Entries from a point annotation set >>
* * * *
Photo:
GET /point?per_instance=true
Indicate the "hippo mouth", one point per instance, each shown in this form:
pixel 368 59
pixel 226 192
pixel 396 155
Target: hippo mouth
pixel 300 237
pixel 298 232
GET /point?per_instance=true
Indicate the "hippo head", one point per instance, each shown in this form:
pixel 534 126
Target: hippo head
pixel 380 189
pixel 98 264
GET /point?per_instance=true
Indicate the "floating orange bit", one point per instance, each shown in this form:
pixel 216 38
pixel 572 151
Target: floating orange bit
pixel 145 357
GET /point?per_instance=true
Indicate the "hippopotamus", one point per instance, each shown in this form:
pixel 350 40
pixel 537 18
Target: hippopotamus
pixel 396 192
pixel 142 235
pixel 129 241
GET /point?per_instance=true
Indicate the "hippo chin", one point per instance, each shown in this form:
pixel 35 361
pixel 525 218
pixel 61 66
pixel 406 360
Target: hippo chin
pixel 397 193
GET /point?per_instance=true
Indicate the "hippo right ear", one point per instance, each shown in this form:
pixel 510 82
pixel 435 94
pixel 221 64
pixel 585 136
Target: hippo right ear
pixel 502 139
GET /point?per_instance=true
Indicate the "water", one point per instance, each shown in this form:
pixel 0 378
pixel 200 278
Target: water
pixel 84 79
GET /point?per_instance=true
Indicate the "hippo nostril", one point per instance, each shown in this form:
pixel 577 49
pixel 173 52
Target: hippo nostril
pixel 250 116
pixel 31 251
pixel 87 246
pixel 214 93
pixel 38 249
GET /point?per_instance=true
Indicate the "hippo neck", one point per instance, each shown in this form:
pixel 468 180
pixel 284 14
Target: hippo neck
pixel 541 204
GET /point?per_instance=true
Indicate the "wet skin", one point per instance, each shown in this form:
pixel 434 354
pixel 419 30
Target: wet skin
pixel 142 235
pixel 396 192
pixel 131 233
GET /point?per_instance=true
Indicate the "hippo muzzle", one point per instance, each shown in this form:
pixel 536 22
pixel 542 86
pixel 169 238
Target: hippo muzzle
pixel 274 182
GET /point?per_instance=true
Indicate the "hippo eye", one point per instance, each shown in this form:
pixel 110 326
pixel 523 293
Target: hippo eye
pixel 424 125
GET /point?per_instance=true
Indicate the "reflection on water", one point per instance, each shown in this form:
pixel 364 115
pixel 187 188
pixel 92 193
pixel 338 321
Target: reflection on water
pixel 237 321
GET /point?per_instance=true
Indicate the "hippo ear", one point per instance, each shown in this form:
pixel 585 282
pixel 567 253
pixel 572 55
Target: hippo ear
* * * *
Written instruction >>
Output the entries verbatim.

Full solution >>
Photo:
GET /point?per_instance=true
Indicate the "hippo mouth", one point per instance, each shown in this form:
pixel 368 59
pixel 226 192
pixel 396 155
Target: hippo mouth
pixel 300 237
pixel 298 232
GET /point?per_instance=true
Indicate the "hippo head", one point per instance, each shown in this form:
pixel 534 126
Target: hippo head
pixel 380 189
pixel 98 264
GET /point?per_instance=true
Indicate the "floating orange bit", one point per instance, each shown in this form:
pixel 216 38
pixel 572 151
Target: floating orange bit
pixel 145 357
GET /point?per_instance=true
Indicate the "hippopotamus", one point per instance, each shown in this form:
pixel 350 40
pixel 537 18
Target: hippopotamus
pixel 396 192
pixel 142 235
pixel 129 241
GET /point?per_instance=true
Indicate the "hippo chin", one point per instance, each shown in this form:
pixel 35 361
pixel 525 218
pixel 61 66
pixel 406 360
Target: hippo chin
pixel 397 193
GET /point?per_instance=true
Indicate the "hippo right ear", one point per instance, each shown in this form:
pixel 510 82
pixel 435 94
pixel 221 64
pixel 585 136
Target: hippo right ear
pixel 502 139
GET /point?per_instance=true
Indicate the "water", one point per instance, each shown in this form:
pixel 0 378
pixel 200 278
Target: water
pixel 84 79
GET /point?per_instance=true
Indicate the "hippo nostril", one point per instance, each shown in this form:
pixel 577 49
pixel 173 52
Target: hippo nostril
pixel 250 116
pixel 31 251
pixel 87 246
pixel 214 93
pixel 38 249
GET /point?per_instance=true
Indicate the "hippo neck", one point per instance, each shown in this form:
pixel 468 180
pixel 284 14
Target: hippo neck
pixel 541 204
GET /point?per_instance=true
Indicate the "wet skin", one point per instance, each shown in this form:
pixel 434 354
pixel 419 30
Target: wet skin
pixel 142 235
pixel 396 192
pixel 131 233
GET /point?per_instance=true
Indicate the "hippo muzzle", one point per instance, each shown in this form:
pixel 536 22
pixel 542 86
pixel 169 238
Target: hippo muzzle
pixel 274 182
GET /point?per_instance=true
Indicate the "hippo eye", one point per instance, each shown in this form:
pixel 110 326
pixel 523 293
Target: hippo eye
pixel 424 125
GET /point?per_instance=true
Indicate the "reflection on water", one point per instance, each shown in this form:
pixel 364 115
pixel 187 188
pixel 92 193
pixel 338 321
Target: reflection on water
pixel 237 321
GET /point?per_instance=true
Indicate the "hippo ear", one point per instance, each shown in this form:
pixel 585 282
pixel 567 253
pixel 572 55
Target: hippo ear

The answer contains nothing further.